==== Text section

A dye-sensitized solar cell based on a single wire could lead to photovoltaic textiles

(Nanowerk News) The development of new types of solar cells that are lighter and more flexible than conventional silicon-based designs will open up a range of new applications for photovoltaics. Dye-sensitized solar cells (DSSCs) offer these advantages as well as promising much lower fabrication costs. Anyuan Cao, Zuqiang Bian and colleagues from Peking University in Beijing, China, have now expanded the range of possible applications of DSSCs by developing a single-wire design that could be assembled into large arrays ("Single-Wire Dye-Sensitized Solar Cells Wrapped by Carbon Nanotube Film Electrodes").
Dye-sensitized solar cells are thin-film devices that can be fabricated from inexpensive and widely available compounds using relatively straightforward electrochemical processes. The structure of a DSSC itself is also quite simple, consisting of an anode and cathode immersed in an electrolyte. The anode of DSSCs is typically made of a mixture of a dye to absorb light and generate free positive and negative charges, and titanium dioxide to act as a conduit that allows the charges to travel to their respective electrodes and produce an electrical current.

========
==== Data excerpts

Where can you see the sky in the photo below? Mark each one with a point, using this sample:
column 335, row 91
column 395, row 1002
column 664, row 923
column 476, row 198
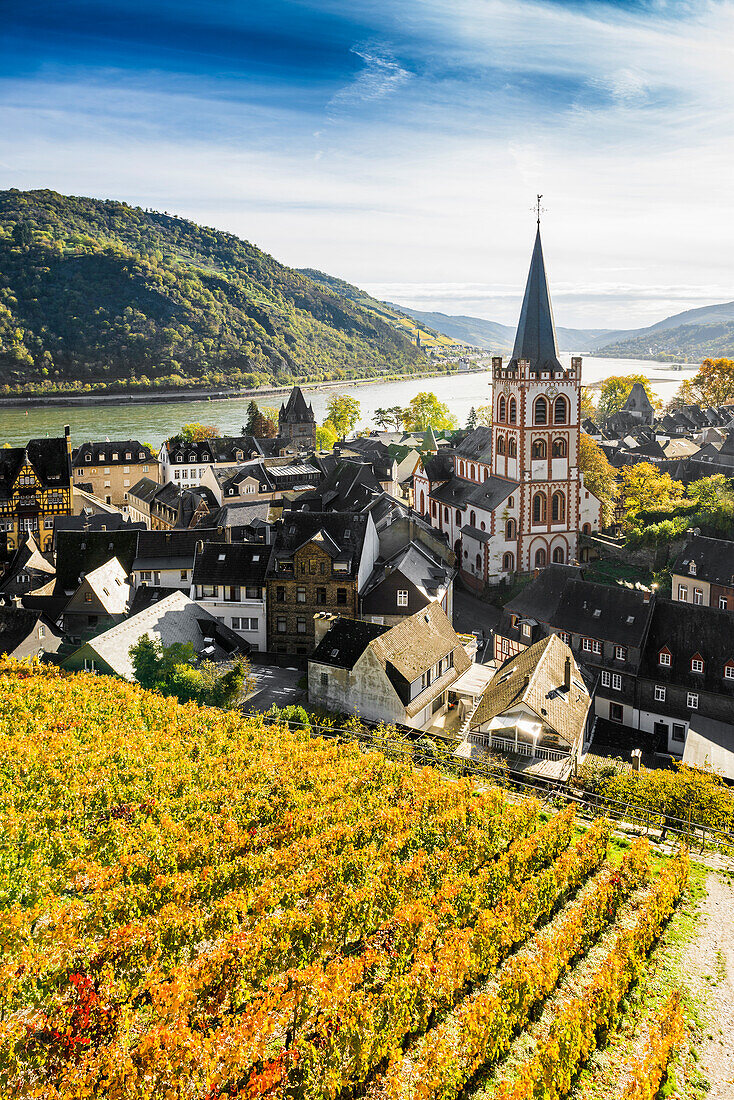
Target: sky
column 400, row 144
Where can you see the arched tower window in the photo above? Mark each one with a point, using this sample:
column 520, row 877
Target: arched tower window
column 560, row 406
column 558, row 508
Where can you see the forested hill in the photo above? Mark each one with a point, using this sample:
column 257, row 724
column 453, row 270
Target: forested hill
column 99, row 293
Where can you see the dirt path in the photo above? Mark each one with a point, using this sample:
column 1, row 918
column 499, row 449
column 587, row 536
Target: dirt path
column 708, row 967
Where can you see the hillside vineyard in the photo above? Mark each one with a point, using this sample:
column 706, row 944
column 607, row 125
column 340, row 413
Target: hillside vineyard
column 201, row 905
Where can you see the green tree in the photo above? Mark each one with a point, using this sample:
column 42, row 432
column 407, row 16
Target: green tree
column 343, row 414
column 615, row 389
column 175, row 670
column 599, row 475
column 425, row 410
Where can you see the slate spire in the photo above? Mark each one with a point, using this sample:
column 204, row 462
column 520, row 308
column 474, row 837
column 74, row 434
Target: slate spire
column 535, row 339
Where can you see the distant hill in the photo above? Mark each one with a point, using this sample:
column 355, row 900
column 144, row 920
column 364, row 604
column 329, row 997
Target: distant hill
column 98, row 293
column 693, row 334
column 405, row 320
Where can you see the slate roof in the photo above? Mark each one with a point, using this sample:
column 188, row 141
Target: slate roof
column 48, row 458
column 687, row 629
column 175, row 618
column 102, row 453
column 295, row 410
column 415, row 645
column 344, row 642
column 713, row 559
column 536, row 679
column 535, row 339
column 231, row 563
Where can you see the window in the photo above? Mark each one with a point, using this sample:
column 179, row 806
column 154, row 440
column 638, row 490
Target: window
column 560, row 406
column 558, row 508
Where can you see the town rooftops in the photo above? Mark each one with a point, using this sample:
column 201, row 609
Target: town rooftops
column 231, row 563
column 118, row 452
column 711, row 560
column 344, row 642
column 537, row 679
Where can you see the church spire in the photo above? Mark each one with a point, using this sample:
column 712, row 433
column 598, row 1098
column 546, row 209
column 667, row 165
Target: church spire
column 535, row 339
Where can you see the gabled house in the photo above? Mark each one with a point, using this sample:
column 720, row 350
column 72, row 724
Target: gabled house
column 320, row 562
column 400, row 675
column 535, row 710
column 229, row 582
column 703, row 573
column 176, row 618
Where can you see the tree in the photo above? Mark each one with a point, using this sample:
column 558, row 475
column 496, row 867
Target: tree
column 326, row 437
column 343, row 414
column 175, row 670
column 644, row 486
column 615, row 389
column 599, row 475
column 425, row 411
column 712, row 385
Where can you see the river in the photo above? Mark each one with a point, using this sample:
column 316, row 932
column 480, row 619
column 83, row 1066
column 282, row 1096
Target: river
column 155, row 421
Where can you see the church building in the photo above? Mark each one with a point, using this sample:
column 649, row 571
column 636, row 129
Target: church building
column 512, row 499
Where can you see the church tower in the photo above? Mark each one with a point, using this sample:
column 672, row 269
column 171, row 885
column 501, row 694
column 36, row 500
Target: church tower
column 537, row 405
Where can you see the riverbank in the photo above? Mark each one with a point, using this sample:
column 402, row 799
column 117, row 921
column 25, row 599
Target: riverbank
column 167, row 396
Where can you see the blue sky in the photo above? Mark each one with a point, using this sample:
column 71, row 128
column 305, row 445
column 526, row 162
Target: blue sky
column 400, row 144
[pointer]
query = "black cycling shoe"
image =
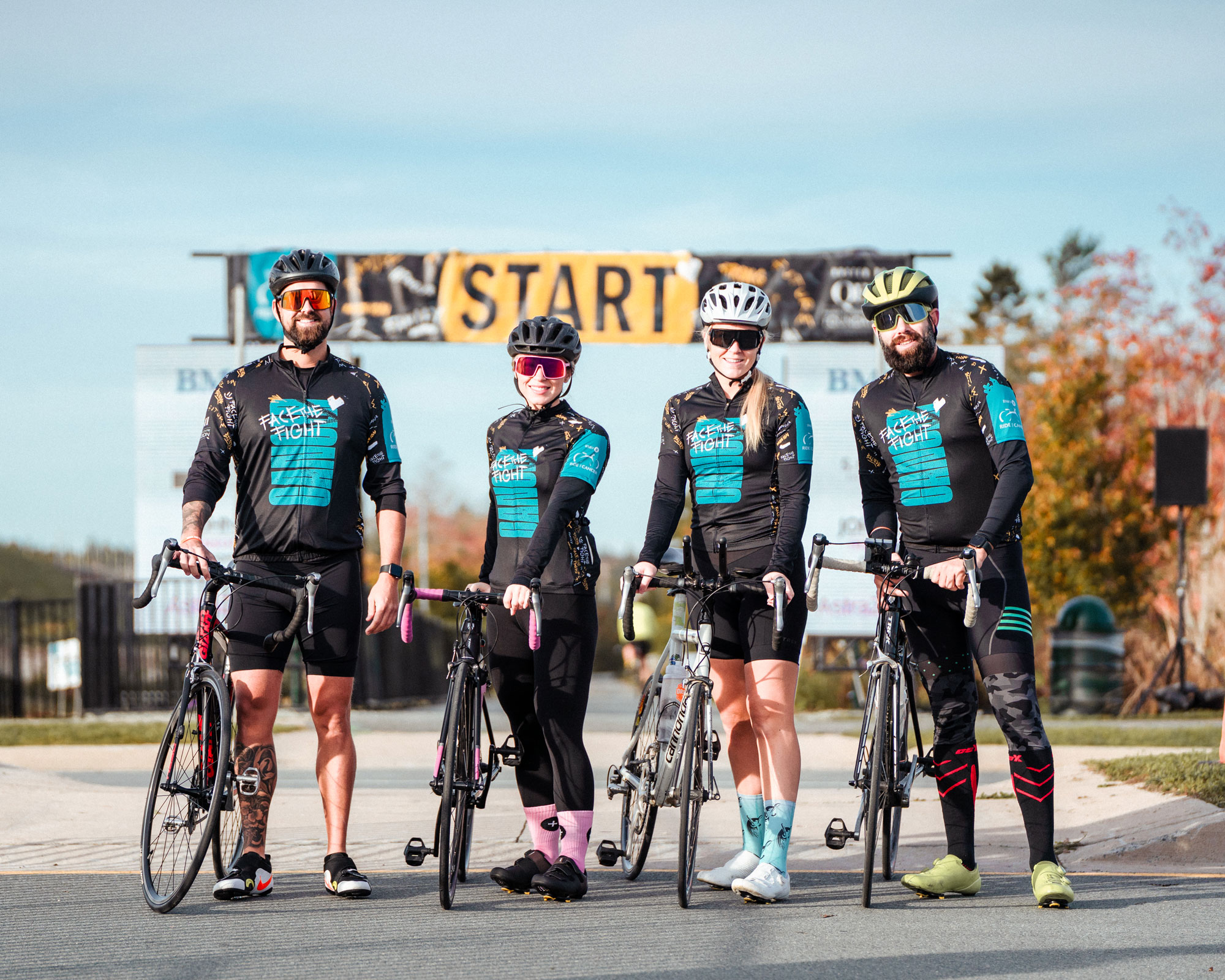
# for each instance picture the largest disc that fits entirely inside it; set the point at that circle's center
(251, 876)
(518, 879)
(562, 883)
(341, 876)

========

#### [What you have to do]
Reproduce the passage of the single-wire solar cell article from "Dye-sensitized solar cells are" up to and including "an electrical current.".

#### [Response]
Dye-sensitized solar cells are thin-film devices that can be fabricated from inexpensive and widely available compounds using relatively straightforward electrochemical processes. The structure of a DSSC itself is also quite simple, consisting of an anode and cathode immersed in an electrolyte. The anode of DSSCs is typically made of a mixture of a dye to absorb light and generate free positive and negative charges, and titanium dioxide to act as a conduit that allows the charges to travel to their respective electrodes and produce an electrical current.